## Brief
Rewrite the lines starting at the one that contains "[point] at the red and" and ending at the last line, both included, and scale every coordinate in the answers by 1.7, rounding to whole numbers with halves going up. Keep all other text in those lines unchanged.

## Source records
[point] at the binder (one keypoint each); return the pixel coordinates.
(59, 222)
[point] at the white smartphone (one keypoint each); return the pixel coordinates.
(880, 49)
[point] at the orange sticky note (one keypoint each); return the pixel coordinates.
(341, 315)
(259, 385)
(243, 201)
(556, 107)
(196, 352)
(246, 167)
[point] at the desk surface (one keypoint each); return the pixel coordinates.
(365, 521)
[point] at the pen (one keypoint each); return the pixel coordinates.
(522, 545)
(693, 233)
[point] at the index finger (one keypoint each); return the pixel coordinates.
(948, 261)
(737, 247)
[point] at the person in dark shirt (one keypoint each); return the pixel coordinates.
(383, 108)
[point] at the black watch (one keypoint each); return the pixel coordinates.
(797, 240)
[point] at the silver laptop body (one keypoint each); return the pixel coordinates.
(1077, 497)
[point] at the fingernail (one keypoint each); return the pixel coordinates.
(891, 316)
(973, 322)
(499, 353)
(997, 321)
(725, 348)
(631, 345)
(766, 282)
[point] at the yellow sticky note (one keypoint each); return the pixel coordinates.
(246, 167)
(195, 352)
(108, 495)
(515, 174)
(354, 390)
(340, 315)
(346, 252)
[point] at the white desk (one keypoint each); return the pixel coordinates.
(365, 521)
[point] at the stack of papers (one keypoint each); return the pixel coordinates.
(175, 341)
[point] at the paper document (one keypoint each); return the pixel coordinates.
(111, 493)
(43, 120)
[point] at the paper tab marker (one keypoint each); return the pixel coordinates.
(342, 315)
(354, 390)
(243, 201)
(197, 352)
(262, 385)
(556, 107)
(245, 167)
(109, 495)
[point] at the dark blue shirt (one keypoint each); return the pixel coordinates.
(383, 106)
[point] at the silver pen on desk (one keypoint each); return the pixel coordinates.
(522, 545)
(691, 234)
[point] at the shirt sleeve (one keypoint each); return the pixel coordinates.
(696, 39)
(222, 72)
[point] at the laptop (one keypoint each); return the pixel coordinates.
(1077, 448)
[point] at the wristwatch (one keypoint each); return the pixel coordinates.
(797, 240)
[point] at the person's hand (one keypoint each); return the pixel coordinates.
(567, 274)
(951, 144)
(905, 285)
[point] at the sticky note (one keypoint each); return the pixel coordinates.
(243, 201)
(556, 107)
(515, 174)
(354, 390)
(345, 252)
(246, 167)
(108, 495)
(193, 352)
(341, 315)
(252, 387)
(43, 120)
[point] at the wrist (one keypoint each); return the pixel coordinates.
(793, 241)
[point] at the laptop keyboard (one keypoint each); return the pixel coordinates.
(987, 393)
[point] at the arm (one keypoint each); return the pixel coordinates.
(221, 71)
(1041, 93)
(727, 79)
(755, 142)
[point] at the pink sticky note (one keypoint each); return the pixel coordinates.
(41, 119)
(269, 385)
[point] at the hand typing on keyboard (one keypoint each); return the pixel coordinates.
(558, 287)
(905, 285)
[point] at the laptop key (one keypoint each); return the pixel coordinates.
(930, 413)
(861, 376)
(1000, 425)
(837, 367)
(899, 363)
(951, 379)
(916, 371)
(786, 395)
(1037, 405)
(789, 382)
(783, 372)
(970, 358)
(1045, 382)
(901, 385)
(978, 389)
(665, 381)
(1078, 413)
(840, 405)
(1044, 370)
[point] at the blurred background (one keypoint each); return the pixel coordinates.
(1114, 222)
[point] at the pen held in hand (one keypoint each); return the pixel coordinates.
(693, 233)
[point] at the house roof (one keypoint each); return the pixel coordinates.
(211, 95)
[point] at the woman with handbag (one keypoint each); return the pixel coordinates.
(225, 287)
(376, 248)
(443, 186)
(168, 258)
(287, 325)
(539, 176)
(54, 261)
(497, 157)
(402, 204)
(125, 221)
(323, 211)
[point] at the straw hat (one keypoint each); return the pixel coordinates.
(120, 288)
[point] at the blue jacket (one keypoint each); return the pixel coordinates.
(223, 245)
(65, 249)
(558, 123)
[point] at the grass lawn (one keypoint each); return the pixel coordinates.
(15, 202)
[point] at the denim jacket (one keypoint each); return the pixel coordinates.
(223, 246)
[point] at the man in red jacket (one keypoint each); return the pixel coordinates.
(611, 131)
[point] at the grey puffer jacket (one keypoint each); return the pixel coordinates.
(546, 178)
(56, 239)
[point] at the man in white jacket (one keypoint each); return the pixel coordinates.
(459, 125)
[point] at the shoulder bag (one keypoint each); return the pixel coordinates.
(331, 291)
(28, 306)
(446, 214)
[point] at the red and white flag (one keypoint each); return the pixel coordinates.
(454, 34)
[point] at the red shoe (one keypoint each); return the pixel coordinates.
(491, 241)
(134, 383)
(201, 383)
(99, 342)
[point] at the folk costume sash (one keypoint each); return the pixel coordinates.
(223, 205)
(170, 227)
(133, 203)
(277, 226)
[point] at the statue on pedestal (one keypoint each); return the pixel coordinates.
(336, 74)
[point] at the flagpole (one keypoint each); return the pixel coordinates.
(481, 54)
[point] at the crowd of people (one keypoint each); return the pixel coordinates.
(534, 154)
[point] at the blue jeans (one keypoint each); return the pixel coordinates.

## Complete response
[point] at the red and white flag (one keypoint each); return the pixel coordinates.
(772, 58)
[point] at the red shoe (one keypoint each); return the pixel coordinates.
(835, 410)
(228, 651)
(342, 651)
(168, 581)
[point] at the folk costume sash (one keypoint each); return the pixel coordinates.
(379, 349)
(289, 386)
(226, 345)
(471, 384)
[point] at the statue on pedestal (one keypoint each); return the pixel coordinates.
(571, 126)
[point] at the flagpole (one keypoint each); return the pixel coordinates.
(818, 92)
[point] at the crowd of people (one keypoint each); return the pixel coordinates.
(908, 262)
[point] at the blue jeans (one keypoint each); return the pixel coordinates.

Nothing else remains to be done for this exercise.